*TASK ITEM*.
Return the entries exactly. Images are not part of the copy.

(Saved entries)

%%

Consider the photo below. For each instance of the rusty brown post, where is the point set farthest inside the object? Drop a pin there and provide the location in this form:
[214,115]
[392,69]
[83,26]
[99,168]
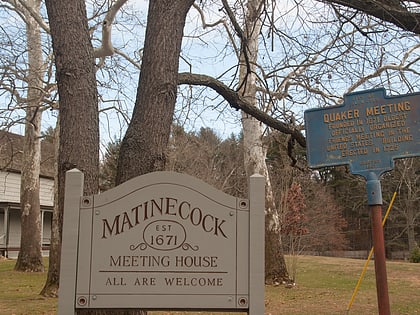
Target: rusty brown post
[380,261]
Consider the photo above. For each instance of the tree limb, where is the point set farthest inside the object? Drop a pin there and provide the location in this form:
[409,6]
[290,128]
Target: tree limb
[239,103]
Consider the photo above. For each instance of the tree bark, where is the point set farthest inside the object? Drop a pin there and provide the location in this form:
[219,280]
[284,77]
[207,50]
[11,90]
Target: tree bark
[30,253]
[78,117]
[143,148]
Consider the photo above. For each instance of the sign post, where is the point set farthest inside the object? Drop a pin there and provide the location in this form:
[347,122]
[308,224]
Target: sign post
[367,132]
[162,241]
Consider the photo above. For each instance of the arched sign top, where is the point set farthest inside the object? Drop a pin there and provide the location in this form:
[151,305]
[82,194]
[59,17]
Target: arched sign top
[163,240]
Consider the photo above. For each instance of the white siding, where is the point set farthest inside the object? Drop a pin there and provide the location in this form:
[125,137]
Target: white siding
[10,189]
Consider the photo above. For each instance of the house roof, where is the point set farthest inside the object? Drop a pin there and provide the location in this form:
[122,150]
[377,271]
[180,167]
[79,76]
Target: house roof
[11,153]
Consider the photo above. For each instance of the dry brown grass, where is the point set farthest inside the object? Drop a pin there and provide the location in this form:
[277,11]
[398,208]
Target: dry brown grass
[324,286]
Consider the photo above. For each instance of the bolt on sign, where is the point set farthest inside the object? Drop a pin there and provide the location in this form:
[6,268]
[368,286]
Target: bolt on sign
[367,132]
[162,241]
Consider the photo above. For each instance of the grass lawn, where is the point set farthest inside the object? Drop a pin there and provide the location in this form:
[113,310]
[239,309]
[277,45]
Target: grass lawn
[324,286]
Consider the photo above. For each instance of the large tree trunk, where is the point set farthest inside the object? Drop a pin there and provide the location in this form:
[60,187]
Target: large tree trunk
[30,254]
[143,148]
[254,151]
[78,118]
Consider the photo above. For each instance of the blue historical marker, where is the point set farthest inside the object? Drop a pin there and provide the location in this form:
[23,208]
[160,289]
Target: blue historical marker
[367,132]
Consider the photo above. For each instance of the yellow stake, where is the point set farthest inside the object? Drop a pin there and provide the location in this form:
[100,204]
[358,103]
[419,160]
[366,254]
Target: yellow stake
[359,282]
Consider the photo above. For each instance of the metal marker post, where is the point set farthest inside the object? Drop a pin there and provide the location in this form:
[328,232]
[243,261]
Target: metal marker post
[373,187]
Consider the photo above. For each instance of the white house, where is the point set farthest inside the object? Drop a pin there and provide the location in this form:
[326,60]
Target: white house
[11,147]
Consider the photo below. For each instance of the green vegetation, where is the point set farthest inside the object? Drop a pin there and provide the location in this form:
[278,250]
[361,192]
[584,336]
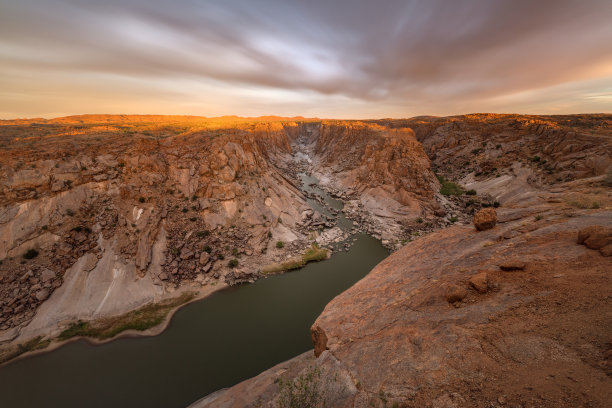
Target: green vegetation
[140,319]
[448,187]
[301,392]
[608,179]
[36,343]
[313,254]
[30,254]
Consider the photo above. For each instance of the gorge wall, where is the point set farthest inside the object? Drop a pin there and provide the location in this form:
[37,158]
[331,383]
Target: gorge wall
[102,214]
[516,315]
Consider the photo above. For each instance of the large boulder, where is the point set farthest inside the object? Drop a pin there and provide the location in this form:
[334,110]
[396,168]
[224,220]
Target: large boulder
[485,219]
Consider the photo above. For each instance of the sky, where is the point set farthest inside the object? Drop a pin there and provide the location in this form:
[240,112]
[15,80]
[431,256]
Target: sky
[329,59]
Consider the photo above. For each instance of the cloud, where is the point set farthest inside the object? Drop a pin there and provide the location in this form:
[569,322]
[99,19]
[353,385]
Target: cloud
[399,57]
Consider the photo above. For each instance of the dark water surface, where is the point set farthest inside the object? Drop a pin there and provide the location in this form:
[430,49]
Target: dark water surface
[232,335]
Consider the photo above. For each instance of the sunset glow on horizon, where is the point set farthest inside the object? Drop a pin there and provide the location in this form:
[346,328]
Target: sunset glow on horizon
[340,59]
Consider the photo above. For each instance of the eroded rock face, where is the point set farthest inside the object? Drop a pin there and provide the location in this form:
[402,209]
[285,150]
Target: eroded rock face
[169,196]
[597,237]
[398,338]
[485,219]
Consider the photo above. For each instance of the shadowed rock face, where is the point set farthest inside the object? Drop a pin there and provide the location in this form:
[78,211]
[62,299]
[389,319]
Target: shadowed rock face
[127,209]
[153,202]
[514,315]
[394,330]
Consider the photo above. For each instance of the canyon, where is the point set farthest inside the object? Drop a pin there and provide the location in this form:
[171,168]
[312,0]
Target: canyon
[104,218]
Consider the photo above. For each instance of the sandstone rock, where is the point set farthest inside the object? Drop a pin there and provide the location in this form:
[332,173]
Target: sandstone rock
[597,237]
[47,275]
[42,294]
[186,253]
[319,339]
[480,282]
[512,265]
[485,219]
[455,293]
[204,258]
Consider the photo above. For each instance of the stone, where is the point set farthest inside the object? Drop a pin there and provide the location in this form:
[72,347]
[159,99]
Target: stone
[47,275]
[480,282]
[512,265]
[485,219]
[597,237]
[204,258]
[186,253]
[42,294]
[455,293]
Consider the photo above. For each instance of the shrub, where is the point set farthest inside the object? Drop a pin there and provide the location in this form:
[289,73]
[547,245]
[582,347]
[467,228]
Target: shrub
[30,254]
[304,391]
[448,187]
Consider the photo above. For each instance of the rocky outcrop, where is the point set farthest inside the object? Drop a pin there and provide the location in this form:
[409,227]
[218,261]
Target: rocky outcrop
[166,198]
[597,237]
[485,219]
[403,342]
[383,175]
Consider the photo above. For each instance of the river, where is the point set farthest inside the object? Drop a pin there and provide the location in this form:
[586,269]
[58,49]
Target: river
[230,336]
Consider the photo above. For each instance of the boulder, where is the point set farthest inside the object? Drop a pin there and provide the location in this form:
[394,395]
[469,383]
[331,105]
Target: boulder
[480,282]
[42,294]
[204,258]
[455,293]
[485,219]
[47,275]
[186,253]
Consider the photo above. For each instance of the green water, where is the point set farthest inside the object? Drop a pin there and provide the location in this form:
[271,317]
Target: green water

%%

*ANSWER SECTION*.
Consider the photo below. For each instance of the rusty brown post, where is the point set farthest inside the object? Drop a pin there and provide the location in this form:
[214,115]
[392,69]
[83,26]
[99,168]
Target: rusty brown post
[380,261]
Consider the photo above. For each instance of the tree limb, where is the point set farthest inside the object? Drop a pin there and provide the location in this form:
[409,6]
[290,128]
Target: tree limb
[239,103]
Consider the photo above. For each instance of the tree bark, where is the point set farthest inside the object? Drop a pin there and provide the location in this form:
[219,280]
[284,77]
[207,50]
[11,90]
Target: tree bark
[30,253]
[78,117]
[143,148]
Consider the photo above. For each instance of the sign post, where is the point set farthest inside the object? Drop a pin there and provide the location in this form:
[347,122]
[308,224]
Target: sign post
[367,132]
[162,241]
Consider the photo above. For each instance of the arched sign top, where is the point set farthest inside the object? Drop a pin there and provide the location in this form:
[151,305]
[82,194]
[59,17]
Target: arched sign top
[163,240]
Consider the photo above. For each instance of the white siding, where is the point set farthest inside the object? Drop a pin there and provide the location in this form:
[125,137]
Target: white siding
[10,189]
Consider the photo above. For each instance of the house roof, where is the point set farthest inside the object? Drop a pin there and provide the location in this form:
[122,150]
[377,271]
[180,167]
[79,76]
Target: house roof
[11,153]
Consider the photo above. For each instance of the dry brown grass, where is the point set farthest inside the object? Drop a pin there and provide the location in this form:
[277,11]
[398,208]
Target: dry brown grass
[324,286]
Consider the photo above. For each instance of the bolt on sign, where is the point set farthest inside the object? Drop a pin there and provide the location in this form:
[6,268]
[368,286]
Target: bolt on sign
[367,132]
[162,241]
Consider the photo above. For each instance of the grass lawn, where is the point set farthest inside the object? Drop a pin there and provide the location in this form:
[113,310]
[239,309]
[277,45]
Target: grass lawn
[324,286]
Consider the photo above. For each instance of the large tree trunk, where is the point set farthest inside the object? Drop a pin there and provide the location in this form:
[60,187]
Target: large tree trunk
[30,254]
[143,148]
[254,151]
[78,118]
Consider the photo above. For each instance of the blue historical marker, where is the point set farthest inside the object? Drop a pin there and provide the location in this form:
[23,208]
[160,289]
Target: blue historical marker
[367,132]
Consider the photo above. For each instance of the yellow stake, where is the point set farthest inside the object? Drop a pin there and provide the location in this form:
[100,204]
[358,103]
[419,160]
[366,254]
Target: yellow stake
[359,282]
Consider the photo above. For each instance of the metal marker post, where is the point set farthest inside the object? Drop a pin there and provide the location in this form:
[328,232]
[243,261]
Target: metal marker post
[373,187]
Consider the photo above. For each instance of the white house, where is the point set farthest inside the object? Drop a pin there and provide the location in this form:
[326,60]
Target: white house
[11,147]
Consider the photo below. For each instance of the green vegetation, where is the point set farthest inside the object? Drop a pin there and provide the location in this form:
[278,250]
[361,192]
[584,336]
Target: green vegetation
[140,319]
[448,187]
[301,392]
[608,179]
[36,343]
[313,254]
[30,254]
Consider the photo above. For each instance of the gorge wall, where is the point set farthest inside the object? Drop a pin there and provide the location in this form:
[37,158]
[331,383]
Target: gorge wall
[102,214]
[516,315]
Consider the photo above. For each instance of the large boulder, where is the point set farthest inside the object? Drop a pin there and provide the location in this form:
[334,110]
[396,168]
[224,220]
Target: large boulder
[485,219]
Consider the photo above. For each instance of the sky, where is the point set farthest inside the object? Drop a pin there and provide the location in this form:
[240,112]
[15,80]
[431,256]
Target: sky
[329,59]
Consider the photo above. For each instance of the cloud, where is the point set farthest inside the object? Drop a pin there and provide the location in this form:
[569,322]
[99,19]
[353,385]
Target: cloud
[399,57]
Consider the photo above. For each instance of the dark water surface, where is the point set farthest inside the object? Drop a pin there and provide the location in this form:
[430,49]
Target: dark water surface
[232,335]
Consider the photo above. For each instance of the sunset glow on horizon, where is the point set farthest inside the object? Drop a pin there and provide the location in this form:
[346,328]
Target: sunset glow on horizon
[340,59]
Consider the photo above. For each instance of the eroded rock face, where is the point set farthest inside the object? Drop a pin there and provide the location in this form:
[402,209]
[285,150]
Target: eroded rock face
[169,196]
[597,237]
[398,338]
[485,219]
Consider the photo above. For each instance of the shadowed rock face, where is the point set farthest inside the object? Drop a pin there and provide the location in this form:
[78,211]
[62,299]
[389,319]
Target: shadowed rock face
[127,209]
[153,202]
[514,315]
[394,330]
Consider the photo above. For each instance of the canyon, where is the point set farthest inside the object? Drop a pin there and provide the location in this form:
[171,168]
[312,0]
Target: canyon
[104,218]
Consider the photo above. For each instance of the sandstone rock, where is the point set farthest inside the object? Drop a pin there and provide the location in this form:
[332,173]
Target: sandstone rock
[597,237]
[47,275]
[42,294]
[186,253]
[319,339]
[480,282]
[512,265]
[485,219]
[455,293]
[204,258]
Consider the photo above. For each instance of the stone, where is the point set farthest inside the object? Drop a pin there and provide the location in this form:
[72,347]
[159,99]
Target: stone
[47,275]
[480,282]
[512,265]
[485,219]
[597,237]
[204,258]
[186,253]
[42,294]
[455,293]
Consider the photo above. For each instance of the shrub, where is the point set farthest inside the object? Drop a pin there and provide the location in this form:
[289,73]
[547,245]
[582,347]
[467,228]
Target: shrub
[30,254]
[304,391]
[448,187]
Consider the photo above. For each instance of the rocky outcrop, where is the point set farthest inside the object? Drop a pin there and provide the location in this form:
[409,227]
[218,261]
Target: rocky outcrop
[166,198]
[597,237]
[485,219]
[403,342]
[383,175]
Consider the photo above. For each instance of the river, where is the point set farthest inside the object? Drop a pin there and provide the location in this form:
[586,269]
[58,49]
Target: river
[230,336]
Consider the photo above. For each instance of the boulder, where is the point set farthest inside the object? Drop a pin there and provide the location in this form:
[394,395]
[469,383]
[331,105]
Target: boulder
[480,282]
[42,294]
[204,258]
[455,293]
[485,219]
[47,275]
[186,253]
Consider the photo above. For each instance of the green water, where is the point set farthest inside the object? Drop a pin there and provide the location in this form:
[271,317]
Target: green water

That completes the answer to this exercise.